Stored rows:

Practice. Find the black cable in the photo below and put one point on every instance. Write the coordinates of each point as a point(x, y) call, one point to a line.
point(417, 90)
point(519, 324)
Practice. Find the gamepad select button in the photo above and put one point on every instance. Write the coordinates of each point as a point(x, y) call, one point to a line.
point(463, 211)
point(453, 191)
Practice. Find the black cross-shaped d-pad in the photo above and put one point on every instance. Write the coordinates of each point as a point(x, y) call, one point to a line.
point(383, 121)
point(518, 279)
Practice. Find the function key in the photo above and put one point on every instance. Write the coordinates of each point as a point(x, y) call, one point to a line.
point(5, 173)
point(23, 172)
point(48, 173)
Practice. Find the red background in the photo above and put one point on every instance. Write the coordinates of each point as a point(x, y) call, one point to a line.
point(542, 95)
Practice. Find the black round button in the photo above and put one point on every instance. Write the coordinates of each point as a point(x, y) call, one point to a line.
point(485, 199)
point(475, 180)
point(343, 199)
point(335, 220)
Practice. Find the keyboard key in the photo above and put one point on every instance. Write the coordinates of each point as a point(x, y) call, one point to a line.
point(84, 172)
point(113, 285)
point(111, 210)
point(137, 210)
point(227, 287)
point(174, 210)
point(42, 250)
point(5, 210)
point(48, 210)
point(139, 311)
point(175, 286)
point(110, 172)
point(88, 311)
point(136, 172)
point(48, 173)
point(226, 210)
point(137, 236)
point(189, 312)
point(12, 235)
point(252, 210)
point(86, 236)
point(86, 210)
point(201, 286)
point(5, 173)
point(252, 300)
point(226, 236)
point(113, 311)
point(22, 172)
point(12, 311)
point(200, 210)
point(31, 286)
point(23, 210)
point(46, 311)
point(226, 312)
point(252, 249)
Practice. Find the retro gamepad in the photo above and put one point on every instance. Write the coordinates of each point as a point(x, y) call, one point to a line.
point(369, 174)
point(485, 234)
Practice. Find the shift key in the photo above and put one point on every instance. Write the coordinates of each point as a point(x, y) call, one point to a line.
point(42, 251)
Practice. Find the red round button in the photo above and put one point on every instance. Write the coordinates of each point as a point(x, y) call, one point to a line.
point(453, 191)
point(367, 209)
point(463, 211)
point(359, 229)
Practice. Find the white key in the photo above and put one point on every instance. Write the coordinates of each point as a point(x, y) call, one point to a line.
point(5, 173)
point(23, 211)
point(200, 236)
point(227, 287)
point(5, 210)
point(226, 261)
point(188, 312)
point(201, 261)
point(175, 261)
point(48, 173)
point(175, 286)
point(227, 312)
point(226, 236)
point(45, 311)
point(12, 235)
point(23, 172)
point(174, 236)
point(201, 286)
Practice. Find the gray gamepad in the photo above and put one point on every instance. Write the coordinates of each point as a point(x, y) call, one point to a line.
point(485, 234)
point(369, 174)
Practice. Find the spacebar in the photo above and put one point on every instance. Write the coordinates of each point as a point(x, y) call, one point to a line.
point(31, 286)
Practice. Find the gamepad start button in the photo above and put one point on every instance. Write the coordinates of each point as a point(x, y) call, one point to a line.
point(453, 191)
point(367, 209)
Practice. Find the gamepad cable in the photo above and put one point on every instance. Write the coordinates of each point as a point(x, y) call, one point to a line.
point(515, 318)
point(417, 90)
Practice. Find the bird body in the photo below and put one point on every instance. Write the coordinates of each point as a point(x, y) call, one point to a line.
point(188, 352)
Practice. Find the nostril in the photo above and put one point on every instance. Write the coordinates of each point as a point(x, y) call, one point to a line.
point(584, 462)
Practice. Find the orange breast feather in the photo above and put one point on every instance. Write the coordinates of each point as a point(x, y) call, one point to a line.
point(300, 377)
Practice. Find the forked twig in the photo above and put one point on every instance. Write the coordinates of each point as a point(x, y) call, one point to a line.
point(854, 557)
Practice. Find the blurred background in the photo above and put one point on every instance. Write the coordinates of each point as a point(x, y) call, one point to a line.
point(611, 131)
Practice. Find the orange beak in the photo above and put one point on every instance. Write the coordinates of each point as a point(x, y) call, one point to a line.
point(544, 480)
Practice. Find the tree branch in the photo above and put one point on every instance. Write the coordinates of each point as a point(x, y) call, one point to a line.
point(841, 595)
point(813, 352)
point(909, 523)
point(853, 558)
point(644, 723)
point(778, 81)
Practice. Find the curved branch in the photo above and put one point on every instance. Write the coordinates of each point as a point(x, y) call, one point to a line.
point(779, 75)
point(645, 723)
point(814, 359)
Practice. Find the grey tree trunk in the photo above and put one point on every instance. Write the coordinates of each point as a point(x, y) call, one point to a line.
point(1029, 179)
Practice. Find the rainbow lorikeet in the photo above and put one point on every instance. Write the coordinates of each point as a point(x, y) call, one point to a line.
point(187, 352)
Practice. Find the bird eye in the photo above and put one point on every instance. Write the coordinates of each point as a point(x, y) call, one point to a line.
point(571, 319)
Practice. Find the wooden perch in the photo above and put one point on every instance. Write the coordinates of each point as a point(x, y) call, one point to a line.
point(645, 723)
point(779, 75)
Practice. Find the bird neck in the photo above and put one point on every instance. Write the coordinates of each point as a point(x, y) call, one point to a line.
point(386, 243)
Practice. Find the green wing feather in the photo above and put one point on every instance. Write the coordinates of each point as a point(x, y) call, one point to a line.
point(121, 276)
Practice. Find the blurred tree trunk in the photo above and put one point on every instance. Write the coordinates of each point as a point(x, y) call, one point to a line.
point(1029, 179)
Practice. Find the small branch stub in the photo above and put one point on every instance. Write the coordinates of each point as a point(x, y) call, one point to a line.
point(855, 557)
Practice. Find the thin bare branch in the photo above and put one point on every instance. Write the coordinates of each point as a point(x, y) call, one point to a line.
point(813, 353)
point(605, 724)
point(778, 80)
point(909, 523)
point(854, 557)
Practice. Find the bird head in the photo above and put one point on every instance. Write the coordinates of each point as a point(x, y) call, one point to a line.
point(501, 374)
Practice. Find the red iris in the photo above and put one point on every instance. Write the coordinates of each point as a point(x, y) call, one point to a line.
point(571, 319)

Stated goal: Please lay out all the rows above as a two-column CSV with the headers instruction and coordinates, one line per row. Put each row's text and its answer in a single quoted field apiece, with line breaks turned into spaces.

Result:
instruction,coordinates
"Practice. Find the black cable in the photo below and put one point on every instance. Write the coordinates of each point as a point(x, y) call, one point to a line.","point(417, 90) point(519, 324)"
"Practice. Find the gamepad select button in the photo above and put one point on every instance. Write the coordinates of each point as a point(x, y) call, one point to a line.","point(463, 211) point(453, 191)"
"Practice. Find the black cross-shaped d-pad in the photo above and put one point on every instance. Write the coordinates of each point as a point(x, y) call, one point to a line.","point(383, 121) point(518, 279)"
"Practice. Find the function key in the photo above and put one point on every instance. Write the coordinates of each point as a point(x, y) call, one point to a line.","point(5, 173) point(23, 172) point(48, 173)"
"Practice. Find the red background in the photo above and put one point on every instance. Write the coordinates of each point as a point(x, y) call, one point to a line.","point(542, 95)"
"Practice. Find the black round button in the photo above and put one point on every instance. Write the coordinates of each point as a point(x, y) call, one point to a line.","point(485, 199) point(475, 180) point(343, 199) point(335, 220)"
"Practice. Find the keyboard key in the photo above and put one point on every instance. Write the coordinates of each point as a point(x, y) call, one point to a line.","point(84, 172) point(113, 285) point(111, 210) point(137, 210) point(227, 287) point(174, 210) point(42, 250) point(5, 210) point(48, 210) point(139, 311) point(175, 286) point(110, 172) point(88, 311) point(136, 172) point(48, 173) point(226, 210) point(137, 236) point(189, 312) point(12, 235) point(252, 210) point(86, 236) point(86, 210) point(201, 286) point(5, 173) point(252, 300) point(226, 236) point(113, 311) point(22, 172) point(12, 311) point(200, 210) point(31, 286) point(23, 210) point(46, 311) point(226, 312) point(252, 249)"
"Practice. Find the retro gamepad in the photo above and put one point on every instance. Write the coordinates of each point as a point(x, y) call, one point to a line.","point(369, 174) point(485, 234)"
"Practice. Find the shift key in the photo above and put one point on every instance. Write the coordinates of each point as a point(x, y) call, one point to a line.","point(42, 251)"
"Practice. Find the red round button in the photo above and put one point on every instance. Write the coordinates of each point as a point(x, y) call, one point to a line.","point(453, 191) point(367, 209) point(463, 211) point(359, 229)"
"Practice. Find the white key in the photo above and put one point on every instance. Write the coordinates of each point as a point(x, y) call, one point to a line.","point(5, 173) point(23, 211) point(200, 236) point(227, 287) point(5, 210) point(226, 261) point(188, 312) point(201, 261) point(175, 261) point(48, 173) point(175, 286) point(227, 312) point(226, 236) point(45, 311) point(12, 235) point(23, 172) point(174, 236) point(201, 286)"
"Practice. Find the gray gamepad in the photo above and put one point on every instance. Write the coordinates of each point as a point(x, y) call, one point to a line.","point(485, 234) point(369, 174)"
"Practice. Find the spacebar in the photo above and put one point on every instance. Write the coordinates of each point as a point(x, y) call, one point to a line.","point(31, 286)"
"Practice. Find the gamepad start button in the photo above and put one point on every instance. Write the coordinates of each point as a point(x, y) call, one point to a line.","point(453, 191) point(367, 209)"
"Practice. Find the gamepad cable in the photo above and put one point on every instance. Write the coordinates of each point as a point(x, y) call, one point to a line.","point(515, 318) point(417, 90)"
"Practice. Find the bird body in the photo below and put one point on every instance. Write the coordinates of each point as a point(x, y) call, one point to a line.","point(188, 352)"
"Practice. Find the nostril in the photo above and put one point on every instance. Write the coordinates of each point as a point(x, y) call, one point to a line.","point(584, 462)"
"Practice. Find the orange breast feather in the photo above and put one point on every instance. Write the coordinates of each point as a point(x, y) call, one point to a line.","point(300, 377)"
"Practice. Find the forked twig in the photo above and put one point on every instance. Write the coordinates of each point as a point(x, y) call, one point to a line.","point(854, 557)"
"Practice. Find the blurred background in the photo above and put one point on every instance. Write the coordinates of each point as a point(x, y) call, one point to a line.","point(611, 131)"
"Practice. Find the orange beak in the photo above and put one point on every instance. Write the coordinates of each point as a point(x, y) call, one point to a line.","point(544, 480)"
"Practice. Find the tree branch in the photo above and put one point on every instance. Write the coordinates of each point as a point(x, y) call, one point to a line.","point(841, 595) point(813, 352) point(909, 523) point(853, 558) point(644, 723) point(778, 81)"
"Practice. Find the curved branch in the photo above and put one point on every instance. Write the coordinates of each point as a point(x, y) call, one point to a line.","point(779, 75) point(645, 723) point(814, 359)"
"Practice. Find the grey tree trunk in the photo above and put one point on every instance. Write the coordinates of each point as a point(x, y) call, one point to a line.","point(1029, 179)"
"Practice. Find the rainbow lorikeet in the photo above and put one point on every instance. Write the coordinates of each point as a point(x, y) call, one point to a line.","point(187, 352)"
"Practice. Find the bird eye in the photo above and put one point on every instance. Write the coordinates of each point as a point(x, y) call, one point to a line.","point(571, 319)"
"Practice. Find the wooden perch in the photo above and put one point on every instance. Write the coordinates of each point as a point(x, y) call, one point to a line.","point(645, 723) point(779, 75)"
"Practice. Find the bird neck in the photo above and put one point on every instance. Write the coordinates of each point as a point(x, y) call, one point to a line.","point(386, 243)"
"Practice. Find the green wing feather in the photo above and put one point on every instance. Write the coordinates of each point as a point(x, y) call, one point to a line.","point(121, 276)"
"Practice. Find the blurred tree trunk in the photo above and put one point on every instance. Write the coordinates of each point as a point(x, y) call, one point to a line.","point(1029, 179)"
"Practice. Find the small branch stub in the photo above and put one point on every instance. Write the coordinates of each point as a point(x, y) call, one point to a line.","point(855, 557)"
"Practice. Find the thin bare branch in the photo above and put one point on every instance. Write the coordinates of each point as a point(x, y) call, one point to a line.","point(813, 353) point(605, 724) point(778, 80) point(909, 523) point(854, 557)"
"Practice. Find the bird head in the photo above and put one point on every instance. Write the coordinates of each point as a point(x, y) call, one point to a line.","point(501, 374)"
"Practice. Find the red iris in the photo above and put one point on every instance. Write the coordinates of each point as a point(x, y) call, one point to a line.","point(571, 319)"